▶ _Document section_
===

Run this cell first — installs everything needed. In Colab this takes ~2 minutes.

In [None]:
!pip install -q datasets gensim bertopic sentence-transformers umap-learn hdbscan pyLDAvis
!python -m spacy download en_core_web_sm -q
print('All dependencies installed!')

## 1. Load Dataset

We use `solomonk/reddit_mental_health_posts` from HuggingFace — 151k posts from 5 mental health subreddits.
We subsample to 2,000 posts per subreddit to keep memory manageable in Colab.

**Motivation for this dataset:**
- Rich, authentic first-person emotional writing
- Free, naturalistic labels (subreddit names)
- Heterogeneous post length motivates chunking comparison
- Genuine research value for mental health NLP
- Multiple distinct communities enable meaningful classification and topic comparison

In [None]:
import pandas as pd
import numpy as np
import warnings
import random
import os
import re
warnings.filterwarnings('ignore')

===

▶ _Dataset content_
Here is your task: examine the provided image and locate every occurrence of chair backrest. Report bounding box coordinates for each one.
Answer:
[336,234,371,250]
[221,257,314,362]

===

▶ _Complete the following_
A. Answer these from the notebook text:
(i) About how long does the installation cell take in Colab?
(ii) How many posts per subreddit are kept in the subsample?
(iii) From how many subreddits do the posts in the dataset come?
B. Reproduce the stretch of the notebook text from "Run this cell" through "print('All dependencies installed!')".

▶ _Solutions by task_
A.
(i) About 2 minutes.
(ii) 2,000 posts per subreddit.
(iii) 5 subreddits.

B.
Run this cell first — installs everything needed. In Colab this takes ~2 minutes.

In [None]:
!pip install -q datasets gensim bertopic sentence-transformers umap-learn hdbscan pyLDAvis
!python -m spacy download en_core_web_sm -q
print('All dependencies installed!')